Point localization data
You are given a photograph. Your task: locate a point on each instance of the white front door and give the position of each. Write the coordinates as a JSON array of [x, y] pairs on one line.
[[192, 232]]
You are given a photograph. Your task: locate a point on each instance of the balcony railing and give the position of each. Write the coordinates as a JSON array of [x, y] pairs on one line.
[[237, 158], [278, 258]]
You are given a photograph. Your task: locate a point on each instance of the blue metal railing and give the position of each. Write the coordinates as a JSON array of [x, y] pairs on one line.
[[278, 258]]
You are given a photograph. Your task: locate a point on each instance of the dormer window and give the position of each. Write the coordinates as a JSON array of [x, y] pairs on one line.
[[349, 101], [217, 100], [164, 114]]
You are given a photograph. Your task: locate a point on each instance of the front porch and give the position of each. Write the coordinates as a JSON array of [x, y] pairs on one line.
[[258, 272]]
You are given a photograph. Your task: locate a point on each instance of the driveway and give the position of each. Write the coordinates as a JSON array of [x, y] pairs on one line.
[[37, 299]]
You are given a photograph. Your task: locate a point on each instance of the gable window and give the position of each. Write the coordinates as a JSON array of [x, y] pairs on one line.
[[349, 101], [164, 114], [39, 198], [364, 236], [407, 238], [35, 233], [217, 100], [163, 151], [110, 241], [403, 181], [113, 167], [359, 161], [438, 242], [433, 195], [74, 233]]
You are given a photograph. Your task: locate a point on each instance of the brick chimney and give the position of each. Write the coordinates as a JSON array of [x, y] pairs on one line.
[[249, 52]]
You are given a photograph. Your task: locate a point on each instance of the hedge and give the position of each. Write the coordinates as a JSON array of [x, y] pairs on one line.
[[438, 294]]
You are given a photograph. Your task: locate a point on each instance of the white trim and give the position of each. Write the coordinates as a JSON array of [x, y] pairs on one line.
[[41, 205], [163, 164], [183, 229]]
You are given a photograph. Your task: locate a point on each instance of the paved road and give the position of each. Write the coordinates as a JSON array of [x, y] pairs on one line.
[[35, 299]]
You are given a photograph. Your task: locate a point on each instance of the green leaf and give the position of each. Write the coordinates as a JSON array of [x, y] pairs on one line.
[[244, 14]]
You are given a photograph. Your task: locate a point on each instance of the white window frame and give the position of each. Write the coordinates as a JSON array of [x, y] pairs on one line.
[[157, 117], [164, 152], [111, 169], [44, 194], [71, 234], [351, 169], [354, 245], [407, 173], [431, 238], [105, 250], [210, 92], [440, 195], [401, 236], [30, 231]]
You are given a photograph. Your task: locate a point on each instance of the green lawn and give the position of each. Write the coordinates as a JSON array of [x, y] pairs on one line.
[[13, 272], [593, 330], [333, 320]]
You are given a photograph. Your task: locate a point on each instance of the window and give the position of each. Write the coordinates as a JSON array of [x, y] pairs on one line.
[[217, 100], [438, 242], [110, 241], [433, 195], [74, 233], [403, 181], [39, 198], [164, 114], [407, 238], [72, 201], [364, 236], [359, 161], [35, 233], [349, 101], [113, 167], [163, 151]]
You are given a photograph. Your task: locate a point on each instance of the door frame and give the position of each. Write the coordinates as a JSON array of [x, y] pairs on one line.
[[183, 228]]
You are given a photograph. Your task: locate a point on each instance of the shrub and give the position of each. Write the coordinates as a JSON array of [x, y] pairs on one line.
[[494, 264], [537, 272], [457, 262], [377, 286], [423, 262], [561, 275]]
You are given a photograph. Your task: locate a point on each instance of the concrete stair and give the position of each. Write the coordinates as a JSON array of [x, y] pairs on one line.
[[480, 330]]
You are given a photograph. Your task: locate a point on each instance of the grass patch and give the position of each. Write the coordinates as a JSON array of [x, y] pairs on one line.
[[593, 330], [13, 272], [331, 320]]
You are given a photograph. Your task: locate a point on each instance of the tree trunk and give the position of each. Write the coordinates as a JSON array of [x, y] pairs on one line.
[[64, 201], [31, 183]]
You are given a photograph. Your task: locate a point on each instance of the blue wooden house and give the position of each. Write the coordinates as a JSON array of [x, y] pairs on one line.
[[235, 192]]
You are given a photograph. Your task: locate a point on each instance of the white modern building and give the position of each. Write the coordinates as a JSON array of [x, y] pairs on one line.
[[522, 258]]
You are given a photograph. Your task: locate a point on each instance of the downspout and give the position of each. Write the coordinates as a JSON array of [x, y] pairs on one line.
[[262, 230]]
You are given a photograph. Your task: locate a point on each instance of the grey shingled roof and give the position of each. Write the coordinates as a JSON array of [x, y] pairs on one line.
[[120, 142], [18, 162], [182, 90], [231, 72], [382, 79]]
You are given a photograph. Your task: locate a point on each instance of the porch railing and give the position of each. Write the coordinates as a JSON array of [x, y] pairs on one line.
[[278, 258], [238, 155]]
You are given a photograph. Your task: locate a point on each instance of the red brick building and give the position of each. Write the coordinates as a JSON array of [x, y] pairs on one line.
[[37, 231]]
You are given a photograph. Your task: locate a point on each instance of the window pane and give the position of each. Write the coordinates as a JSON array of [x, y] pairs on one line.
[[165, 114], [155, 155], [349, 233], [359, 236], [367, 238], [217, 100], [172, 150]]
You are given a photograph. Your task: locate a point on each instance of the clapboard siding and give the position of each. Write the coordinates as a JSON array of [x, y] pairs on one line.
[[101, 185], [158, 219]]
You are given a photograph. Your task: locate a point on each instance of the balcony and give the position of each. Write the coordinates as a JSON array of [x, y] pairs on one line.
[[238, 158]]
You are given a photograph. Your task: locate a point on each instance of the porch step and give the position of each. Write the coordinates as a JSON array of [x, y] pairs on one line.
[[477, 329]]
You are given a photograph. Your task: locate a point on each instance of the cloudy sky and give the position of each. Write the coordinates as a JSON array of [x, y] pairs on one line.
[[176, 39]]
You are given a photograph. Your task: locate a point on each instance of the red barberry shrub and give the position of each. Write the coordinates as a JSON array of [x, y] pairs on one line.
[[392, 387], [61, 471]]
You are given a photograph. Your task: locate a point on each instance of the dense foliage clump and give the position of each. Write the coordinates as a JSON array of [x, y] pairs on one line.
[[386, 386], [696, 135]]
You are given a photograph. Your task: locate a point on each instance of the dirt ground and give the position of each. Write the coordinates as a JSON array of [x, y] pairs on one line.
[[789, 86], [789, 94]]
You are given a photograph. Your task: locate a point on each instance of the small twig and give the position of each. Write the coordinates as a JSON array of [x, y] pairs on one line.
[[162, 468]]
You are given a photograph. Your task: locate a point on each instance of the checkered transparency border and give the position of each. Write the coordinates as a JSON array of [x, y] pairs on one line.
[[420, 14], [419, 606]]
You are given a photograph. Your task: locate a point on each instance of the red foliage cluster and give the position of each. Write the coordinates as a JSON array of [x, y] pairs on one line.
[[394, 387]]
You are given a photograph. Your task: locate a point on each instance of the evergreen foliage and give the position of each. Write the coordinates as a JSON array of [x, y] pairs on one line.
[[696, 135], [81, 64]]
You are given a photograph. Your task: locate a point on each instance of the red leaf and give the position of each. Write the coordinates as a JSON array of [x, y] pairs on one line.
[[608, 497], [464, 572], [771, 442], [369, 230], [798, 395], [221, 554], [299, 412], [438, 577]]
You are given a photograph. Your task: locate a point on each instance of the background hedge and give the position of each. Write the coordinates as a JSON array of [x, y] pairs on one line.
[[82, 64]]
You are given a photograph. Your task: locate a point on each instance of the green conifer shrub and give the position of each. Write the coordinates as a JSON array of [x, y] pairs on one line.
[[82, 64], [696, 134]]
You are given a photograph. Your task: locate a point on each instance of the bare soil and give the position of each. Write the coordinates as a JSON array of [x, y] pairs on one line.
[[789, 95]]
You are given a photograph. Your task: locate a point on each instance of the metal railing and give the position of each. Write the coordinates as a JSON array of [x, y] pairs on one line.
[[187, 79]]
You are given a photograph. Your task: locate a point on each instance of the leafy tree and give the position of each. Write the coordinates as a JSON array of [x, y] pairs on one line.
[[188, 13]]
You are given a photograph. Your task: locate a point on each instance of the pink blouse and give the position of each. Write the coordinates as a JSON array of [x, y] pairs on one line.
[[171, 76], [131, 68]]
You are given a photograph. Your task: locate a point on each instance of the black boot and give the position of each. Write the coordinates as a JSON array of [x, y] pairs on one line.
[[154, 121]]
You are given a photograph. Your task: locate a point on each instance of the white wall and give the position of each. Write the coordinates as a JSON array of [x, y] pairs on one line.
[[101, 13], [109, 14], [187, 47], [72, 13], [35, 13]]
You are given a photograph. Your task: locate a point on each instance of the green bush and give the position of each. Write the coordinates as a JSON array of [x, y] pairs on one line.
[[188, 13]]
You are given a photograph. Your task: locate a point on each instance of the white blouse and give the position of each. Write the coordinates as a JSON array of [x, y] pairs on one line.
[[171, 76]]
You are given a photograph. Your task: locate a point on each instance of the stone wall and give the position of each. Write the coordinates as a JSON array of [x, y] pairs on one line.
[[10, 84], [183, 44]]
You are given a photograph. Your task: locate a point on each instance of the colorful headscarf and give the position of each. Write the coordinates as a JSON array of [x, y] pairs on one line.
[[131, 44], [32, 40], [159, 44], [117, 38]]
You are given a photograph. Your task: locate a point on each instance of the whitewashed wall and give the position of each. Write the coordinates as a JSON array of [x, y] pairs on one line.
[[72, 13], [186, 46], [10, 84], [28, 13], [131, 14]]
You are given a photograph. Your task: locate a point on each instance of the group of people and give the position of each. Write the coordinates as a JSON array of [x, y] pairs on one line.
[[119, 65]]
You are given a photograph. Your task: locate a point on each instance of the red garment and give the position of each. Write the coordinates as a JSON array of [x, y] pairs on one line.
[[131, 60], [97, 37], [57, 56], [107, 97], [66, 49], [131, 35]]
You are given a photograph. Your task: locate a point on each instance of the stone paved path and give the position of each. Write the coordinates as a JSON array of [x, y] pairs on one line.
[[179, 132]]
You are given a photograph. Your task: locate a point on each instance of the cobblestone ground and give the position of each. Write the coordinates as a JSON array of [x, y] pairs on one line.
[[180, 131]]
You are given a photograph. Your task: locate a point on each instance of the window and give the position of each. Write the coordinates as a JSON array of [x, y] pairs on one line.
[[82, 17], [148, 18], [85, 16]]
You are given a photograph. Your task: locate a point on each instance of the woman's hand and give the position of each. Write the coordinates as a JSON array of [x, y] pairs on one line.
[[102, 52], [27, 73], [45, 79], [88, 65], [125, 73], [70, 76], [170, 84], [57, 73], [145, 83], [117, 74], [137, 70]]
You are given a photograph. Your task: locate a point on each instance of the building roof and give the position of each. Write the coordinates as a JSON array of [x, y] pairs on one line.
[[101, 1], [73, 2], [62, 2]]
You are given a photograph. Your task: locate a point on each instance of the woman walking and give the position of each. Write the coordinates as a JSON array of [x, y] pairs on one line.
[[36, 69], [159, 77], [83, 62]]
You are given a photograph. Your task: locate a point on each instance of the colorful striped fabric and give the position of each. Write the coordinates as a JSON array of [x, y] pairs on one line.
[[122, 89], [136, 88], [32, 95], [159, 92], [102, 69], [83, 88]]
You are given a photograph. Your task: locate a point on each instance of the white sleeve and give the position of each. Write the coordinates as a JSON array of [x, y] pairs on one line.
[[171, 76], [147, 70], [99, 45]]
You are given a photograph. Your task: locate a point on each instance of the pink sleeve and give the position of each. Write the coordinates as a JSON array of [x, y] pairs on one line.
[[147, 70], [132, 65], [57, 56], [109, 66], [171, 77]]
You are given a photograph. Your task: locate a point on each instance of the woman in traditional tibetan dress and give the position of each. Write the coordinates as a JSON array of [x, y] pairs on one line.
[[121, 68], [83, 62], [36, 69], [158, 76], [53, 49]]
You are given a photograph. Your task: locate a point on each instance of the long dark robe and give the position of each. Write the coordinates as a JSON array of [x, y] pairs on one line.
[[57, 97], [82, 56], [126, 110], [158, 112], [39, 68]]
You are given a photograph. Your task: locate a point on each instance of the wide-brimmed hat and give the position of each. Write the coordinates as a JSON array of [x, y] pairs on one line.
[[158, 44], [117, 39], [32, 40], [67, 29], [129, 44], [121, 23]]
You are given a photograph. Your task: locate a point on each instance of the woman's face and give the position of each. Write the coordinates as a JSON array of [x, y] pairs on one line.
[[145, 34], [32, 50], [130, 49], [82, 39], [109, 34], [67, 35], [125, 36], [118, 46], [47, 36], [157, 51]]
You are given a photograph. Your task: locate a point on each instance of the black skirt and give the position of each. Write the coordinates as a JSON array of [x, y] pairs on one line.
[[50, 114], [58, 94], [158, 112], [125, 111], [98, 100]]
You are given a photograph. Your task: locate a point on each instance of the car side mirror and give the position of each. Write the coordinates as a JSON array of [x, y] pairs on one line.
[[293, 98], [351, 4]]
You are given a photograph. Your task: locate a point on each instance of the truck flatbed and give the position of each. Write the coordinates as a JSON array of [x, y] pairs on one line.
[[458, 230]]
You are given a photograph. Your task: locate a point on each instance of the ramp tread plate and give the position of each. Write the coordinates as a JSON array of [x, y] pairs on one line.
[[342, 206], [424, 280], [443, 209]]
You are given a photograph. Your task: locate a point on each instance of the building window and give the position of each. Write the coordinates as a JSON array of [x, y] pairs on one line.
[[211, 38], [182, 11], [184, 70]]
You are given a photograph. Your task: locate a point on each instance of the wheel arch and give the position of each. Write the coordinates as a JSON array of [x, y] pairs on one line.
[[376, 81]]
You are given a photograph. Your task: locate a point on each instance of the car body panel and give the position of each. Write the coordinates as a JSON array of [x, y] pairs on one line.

__Try it__:
Print only these lines, exactly: the one containing "of the truck" and all after it to the end of the entries.

__Response for this exercise__:
You are given a photograph. Your task: locate a point on each instance of the truck flatbed and give the position of each. Write the coordinates as a JSON array of [x, y] pairs on one line.
[[458, 230]]
You are given a photograph. Your task: locate a point on each instance of the ramp tread plate and give the position of each. Write the coordinates as a JSON array of [x, y] pairs on one line.
[[342, 206], [424, 280], [443, 209]]
You are given a photograph. Your task: locate a point on each instance of the building window and give the position of each. Write the coordinates as a JSON array of [x, y] pairs on one line.
[[211, 38], [182, 11], [184, 70]]
You are given a photograph. Your task: locate a point on each instance of the wheel arch and give the position of each. Write the coordinates as a JSON array of [x, y] pairs on one line.
[[376, 81]]
You are given a photograph. Your task: locate a point on each instance of the car body panel and give the position of each. Write the coordinates as a JSON array of [x, y] pairs on one line.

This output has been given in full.